*Document extract:*

■ ■ ■ ■ ■

Hooray for colourblindness, or something. I suppose this is a broader issue than just this article, but how about denoting obsolete characters with rather than colour. The same goes for table columns being green and yellow. Colour shouldn't be used to convey information other than information about colour, or aesthetics. My two cents. See http://www.webaim.org/techniques/visual/colorblind

Chinese Words

In the introductory section, it says it is used for transcription of non-chinese words. I believe that is incorrect, since the on reading of kanji is often written with katakana. Please correct me if I am wrong. --Weyoun6 20:39, 12 Apr 2005 (UTC)

You are right that by convention, kunyomi are written in hiragana and onyomi in katakana. But the article has the general spirit of katakana's usage correct. It would be misleading and hypercorrect to mention right at the top that katakana is used to represent Chinese-derived words, when in fact it is only used that way in dictionaries, a relatively trivial fact about katakana. I say let it stand. adamrice 16:17, 13 Apr 2005 (UTC)

■ ■ ■ ■ ■

*Dataset entries:*
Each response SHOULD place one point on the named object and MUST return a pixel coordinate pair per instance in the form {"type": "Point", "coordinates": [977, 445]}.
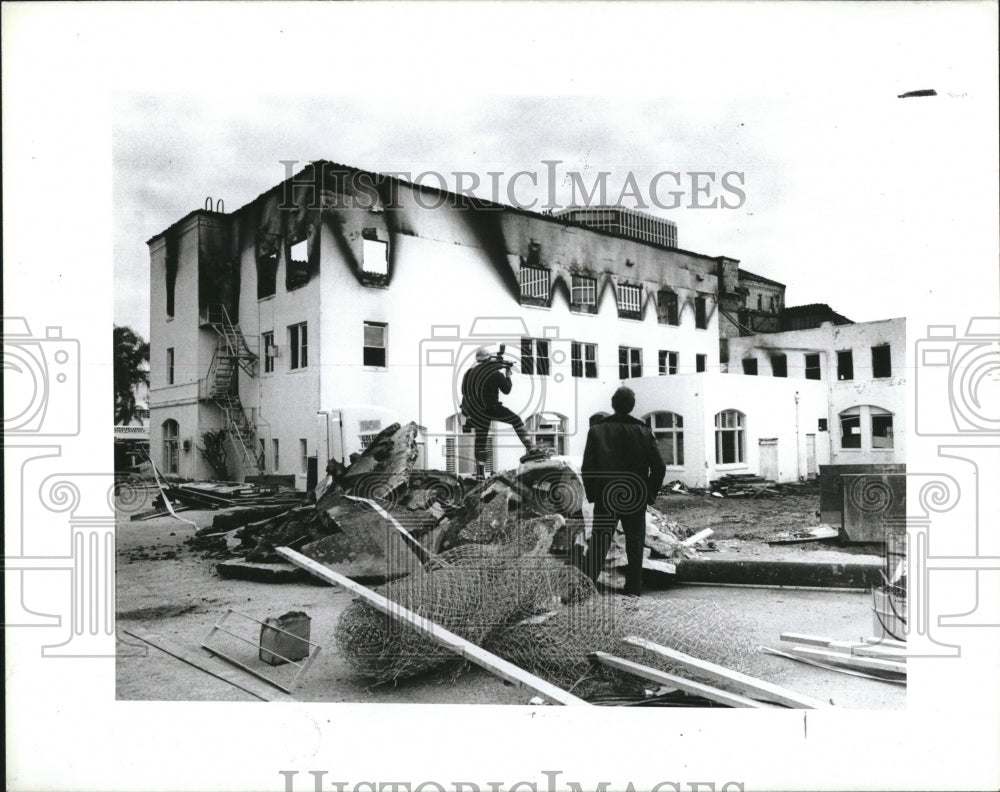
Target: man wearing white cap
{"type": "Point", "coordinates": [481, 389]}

■ ■ ■ ■ ■

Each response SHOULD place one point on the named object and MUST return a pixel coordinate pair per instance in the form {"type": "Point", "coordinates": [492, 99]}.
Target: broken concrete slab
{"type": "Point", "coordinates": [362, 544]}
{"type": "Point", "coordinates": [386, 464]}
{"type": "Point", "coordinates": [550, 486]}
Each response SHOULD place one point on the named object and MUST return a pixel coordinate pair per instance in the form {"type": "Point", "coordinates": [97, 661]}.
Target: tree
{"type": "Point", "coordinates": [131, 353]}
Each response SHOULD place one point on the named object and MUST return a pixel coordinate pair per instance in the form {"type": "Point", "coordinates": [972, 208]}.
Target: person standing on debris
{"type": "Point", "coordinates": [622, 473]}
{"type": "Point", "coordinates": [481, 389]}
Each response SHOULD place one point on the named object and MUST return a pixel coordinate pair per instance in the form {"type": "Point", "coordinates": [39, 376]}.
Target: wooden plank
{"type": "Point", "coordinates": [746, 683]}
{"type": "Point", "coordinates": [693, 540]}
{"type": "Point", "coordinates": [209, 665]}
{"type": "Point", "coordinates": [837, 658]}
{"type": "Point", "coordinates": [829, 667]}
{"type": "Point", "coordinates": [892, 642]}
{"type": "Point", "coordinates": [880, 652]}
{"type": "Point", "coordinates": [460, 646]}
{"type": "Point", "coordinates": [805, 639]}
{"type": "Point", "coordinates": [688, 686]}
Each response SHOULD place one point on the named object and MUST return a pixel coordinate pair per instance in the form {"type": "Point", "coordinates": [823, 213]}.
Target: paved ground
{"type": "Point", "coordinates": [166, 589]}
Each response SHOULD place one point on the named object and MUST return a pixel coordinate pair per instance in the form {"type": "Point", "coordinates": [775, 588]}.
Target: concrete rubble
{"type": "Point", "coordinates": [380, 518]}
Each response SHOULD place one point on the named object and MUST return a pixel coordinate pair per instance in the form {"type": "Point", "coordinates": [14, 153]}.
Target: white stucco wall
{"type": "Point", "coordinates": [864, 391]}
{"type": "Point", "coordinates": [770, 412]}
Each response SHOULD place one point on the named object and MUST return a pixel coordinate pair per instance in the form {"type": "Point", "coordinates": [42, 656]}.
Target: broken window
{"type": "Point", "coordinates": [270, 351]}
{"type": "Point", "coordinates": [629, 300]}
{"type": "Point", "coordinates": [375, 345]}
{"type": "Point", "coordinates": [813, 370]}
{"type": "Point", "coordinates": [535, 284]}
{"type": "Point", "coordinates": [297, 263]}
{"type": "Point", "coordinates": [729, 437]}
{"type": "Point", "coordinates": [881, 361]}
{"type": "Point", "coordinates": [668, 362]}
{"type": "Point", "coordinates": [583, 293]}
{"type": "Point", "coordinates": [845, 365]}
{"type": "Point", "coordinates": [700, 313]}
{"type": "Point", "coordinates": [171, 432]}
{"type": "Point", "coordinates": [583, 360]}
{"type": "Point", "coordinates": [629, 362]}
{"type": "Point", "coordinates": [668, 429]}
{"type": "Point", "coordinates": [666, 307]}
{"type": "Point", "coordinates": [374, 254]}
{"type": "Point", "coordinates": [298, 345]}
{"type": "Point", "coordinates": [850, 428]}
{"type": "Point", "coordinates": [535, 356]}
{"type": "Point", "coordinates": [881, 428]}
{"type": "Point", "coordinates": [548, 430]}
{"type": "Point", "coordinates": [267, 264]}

■ ■ ■ ■ ■

*Required work:* Rewrite the passage from the katakana discussion starting with "In the introductory" and going on through "12 Apr 2005 (UTC)", swapping "introductory section" for "opening section".

*Exercise result:*
In the opening section, it says it is used for transcription of non-chinese words. I believe that is incorrect, since the on reading of kanji is often written with katakana. Please correct me if I am wrong. --Weyoun6 20:39, 12 Apr 2005 (UTC)